Pra que tanto ódio? Que mal há em se aceitar? Santos, cidade linda, maravilhosa, pra se viver, não e assim aquela musiquinha? Mas na real, nao é bem assim…

A atitude homofóbica, em geral, vem acompanhada pela frase ‘não tenho nada contra, mas… ’. Geralmente, há um discurso fundamentalista religioso, de forte apelo “moral”. Vale lembrar que homofóbicos tem um mantra e adoram repeti-lo: “Eu não sou homofóbico”.  Costumamos repelir as pessoas porque enxergamos nelas, coisas que reconhecemos em nos,  mas que nao sabemos lidar, nao e verdade?

Publiquei aqui uma vez que Santos, e uma cidade extremamente homofóbica e fui questionado por um leitor, nos comentários, em que dados eu me baseava para afirmar isso. Na época, publiquei os dados do GGB (Grupo Gay da Bahia), mas também vale lembrar que, só quem sente na pele, pode afirmar algo assim com tanta convicção. Não vou ficar contando meus perrecos aqui, não há necessidade disso. Quem é assumido sabe de todas as dificuldades e já sentiu o preconceito, mesmo que velado, na pele.

Já tinha visto algumas piadas relacionadas aos gays na página dele, porém nenhuma delas havia me ofendido até então. Vivemos um momento de visibilidade para a população LGBT, e talvez a Globo tenha entendido que normatizar relações homo afetivas, seja o melhor caminho pra eliminar o preconceito.

Talvez a Globo só esteja de olho no Pink Money e da audiência desta população que cresce a cada dia.

Mesmo assim, ainda acho uma atitude louvável, com todas as bitocas e beijos mal dados.

O que eu não entendo, e nunca vou entender, por que dessa galera se preocupar tanto com a vida alheia? Porque o amor entre pessoas do mesmo sexo incomoda tanto? Não e melhor sair do armário e viver de modo pleno, ao invés de casar, ter filhos e se arrastar como um pobre diabo degenerado atrás de sexo com outros homens? Já cansei de falar que Santos, é a cidade do homem casado que leva vida dupla. Se conseguíssemos realizar um senso, tenho certeza de que essa população de enrustidos será maior do que a LGBT com todos os seus gêneros e subgêneros. Mas isso é praticamente impossível, já que todos vivem escondidos atrás das telas de seus computadores. As pessoas deveriam aprender a escrever, antes de fiscalizar o cu alheio ne? Como diz meu amigo Junior Texaco: “Quem goza gostoso, nao se preocupa com a foda alheia”

Desde terça-feira, recebo mensagens constantes do Sandro, ele me pediu desculpas várias vezes e tem se mostrado disposto a reparar seu erro. Ele também tem procurado algumas pessoas pra se desculpar, pessoalmente, ou pela internet. Mas a galera está muito magoada e acho que essa ferida demora um tempo pra cicatrizar.

Obviamente, dei espaço para que ele pudesse se retratar publicamente. Eu não sou melhor que ele e acho que todo mundo tem direito de errar. Se eu luto pela IGUALDADE de direitos, não seria justo não deixa-lo se justificar.

○ ○ ○ ○

▶ _Objetivos_:
[a] Indique se cada afirmação a seguir está de acordo com o trecho sobre homofobia em Santos. Responda sim ou não e cite literalmente as palavras do trecho que decidem a questão: (i) quem escreve já publicou dados do GGB; (ii) Sandro não pediu desculpas; (iii) quem escreve considera louvável a atitude da Globo.
[b] Reproduza os registros sem nenhuma alteração. Comece na linha que contém "Q: Point out each instance of the white apartment" e pare no fim dos registros.

Dados extraídos de uma coleção:
○ ○ ○ ○

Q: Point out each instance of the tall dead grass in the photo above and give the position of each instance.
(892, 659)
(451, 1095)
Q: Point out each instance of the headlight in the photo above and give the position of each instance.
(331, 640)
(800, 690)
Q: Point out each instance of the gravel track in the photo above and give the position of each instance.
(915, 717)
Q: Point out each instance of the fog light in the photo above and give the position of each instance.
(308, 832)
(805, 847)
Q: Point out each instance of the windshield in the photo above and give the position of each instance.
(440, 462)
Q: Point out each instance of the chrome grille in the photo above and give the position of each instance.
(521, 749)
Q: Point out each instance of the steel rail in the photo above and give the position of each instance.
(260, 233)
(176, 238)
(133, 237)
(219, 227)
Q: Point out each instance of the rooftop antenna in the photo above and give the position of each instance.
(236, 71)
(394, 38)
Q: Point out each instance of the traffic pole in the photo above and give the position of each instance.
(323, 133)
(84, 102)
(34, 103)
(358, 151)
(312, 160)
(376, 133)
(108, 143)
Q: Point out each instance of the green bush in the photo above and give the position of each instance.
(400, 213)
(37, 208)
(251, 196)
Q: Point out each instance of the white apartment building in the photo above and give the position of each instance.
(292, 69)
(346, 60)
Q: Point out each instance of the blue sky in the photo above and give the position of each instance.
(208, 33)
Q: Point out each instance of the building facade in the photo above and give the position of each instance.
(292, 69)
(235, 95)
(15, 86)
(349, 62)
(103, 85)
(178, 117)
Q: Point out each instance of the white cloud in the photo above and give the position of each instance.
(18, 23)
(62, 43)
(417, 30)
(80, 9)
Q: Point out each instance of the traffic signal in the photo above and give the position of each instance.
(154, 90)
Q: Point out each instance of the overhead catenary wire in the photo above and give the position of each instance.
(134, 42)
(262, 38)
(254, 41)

○ ○ ○ ○

▶ _Os resultados_:
[a]
(i) Sim: "Na época, publiquei os dados do GGB (Grupo Gay da Bahia)".
(ii) Não: "ele me pediu desculpas várias vezes".
(iii) Sim: "ainda acho uma atitude louvável".

[b]
Q: Point out each instance of the white apartment building in the photo above and give the position of each instance.
(292, 69)
(346, 60)
Q: Point out each instance of the blue sky in the photo above and give the position of each instance.
(208, 33)
Q: Point out each instance of the building facade in the photo above and give the position of each instance.
(292, 69)
(235, 95)
(15, 86)
(349, 62)
(103, 85)
(178, 117)
Q: Point out each instance of the white cloud in the photo above and give the position of each instance.
(18, 23)
(62, 43)
(417, 30)
(80, 9)
Q: Point out each instance of the traffic signal in the photo above and give the position of each instance.
(154, 90)
Q: Point out each instance of the overhead catenary wire in the photo above and give the position of each instance.
(134, 42)
(262, 38)
(254, 41)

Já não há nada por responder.